Complete the following –
A - In the passage on thermal buckling of composite columns, reproduce word for word the text between "Fiber-reinforced polymeric composites" and "sustained fire damage.", inclusive.
B - Answer these questions from the passage on thermal buckling of composite columns:
(i) In which journal was the work published?
(ii) What shape of temperature distribution through the thickness is assumed?
(iii) What did the preliminary investigation of fire-damaged sandwich composites find for the phenolic-based ones?

Passage –
Thermal buckling of a heat-exposed, axially restrained composite column

doi:10.1016/j.compositesa.2005.04.006

Composites Part A: Applied Science and Manufacturing

Volume 37, Issue 7, July 2006, Pages 972-980

https://doi.org/10.1016/j.compositesa.2005.04.006 Get rights and content

Abstract

The response of composite columns under axial compressive loading, and in which a non-uniform temperature distribution through the thickness exists, is investigated. This non-uniform temperature distribution can develop when one side of the structures is exposed to heat flux. In this paper, we assume that this distribution is linear, which corresponds to a steady state temperature profile due to heat conduction. The degradation of the elastic properties with temperature (especially near the glass transition temperature of the matrix) is accounted for, by using experimental data for the elastic moduli. Furthermore, the formulation includes transverse shear and it is done first for the general non-linear case and subsequently linearized. Due to the non-uniform stiffness and the effect of the ensuing thermal moment, the structure behaves like an imperfect column, and responds by bending rather than buckling in the classical Euler (bifurcation) sense. Another important effect of the non-uniform temperature is that the neutral axis moves away from the centroid of the cross-section, resulting in another moment due to eccentric loading, which would tend to bend the structure away from the heat source. Simple equations for the response of the column are derived and results are presented for the variation of the deflection with the heat flux, as well as for the combined effects of the applied load and heat flux. It is found that the thermal moment would tend to bend the structure away from the heat source for small temperatures (small heat fluxes) but towards the heat source for large temperatures. On the contrary, the moment induced due to the eccentric loading would always tend to bend the structure away from the heat source. Results indicate the combined influences of these moments and that of axial constraint.

Introduction

Fiber-reinforced polymeric composites are used extensively in aerospace, marine, infrastructure and chemical processing applications. In these applications, events creating a heat flux (e.g. due to fire), and their resulting effects on the structural integrity, are of considerable concern. In addition to the implications for design, quantitative information regarding the nature of the strength loss is required to make decisions regarding, for example, the seaworthiness of a ship that has sustained fire damage.

Many of the thermal properties of composites related to fire have been thoroughly studied and are well understood, including ignition times, heat release rates, smoke production rates and gas emissions [1], [2], [3], [4], [5], [6], [7]. Also, some recent work into the post-fire residual properties has been conducted, for example, a preliminary investigation into the effect of fire damage on the edgewise compression properties and failure mechanisms of sandwich composites [7] showed large reductions to the edgewise compression properties of phenolic-based sandwich composites despite having good flame resistance. However, one important gap in the understanding of composites is their response and structural integrity due to the combined effect of mechanical loading and thermal loading due to fire. This paper addresses this issue as far as compressive loading, which in an otherwise purely mechanical loading (no fire) would lead to bifurcational (Euler) buckling.

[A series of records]
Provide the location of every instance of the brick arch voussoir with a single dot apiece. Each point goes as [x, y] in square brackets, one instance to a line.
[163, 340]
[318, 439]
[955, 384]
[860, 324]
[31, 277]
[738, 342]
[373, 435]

Expected results –
A -
Fiber-reinforced polymeric composites are used extensively in aerospace, marine, infrastructure and chemical processing applications. In these applications, events creating a heat flux (e.g. due to fire), and their resulting effects on the structural integrity, are of considerable concern. In addition to the implications for design, quantitative information regarding the nature of the strength loss is required to make decisions regarding, for example, the seaworthiness of a ship that has sustained fire damage.

B -
(i) Composites Part A: Applied Science and Manufacturing.
(ii) A linear distribution.
(iii) Large reductions to their edgewise compression properties, despite their good flame resistance.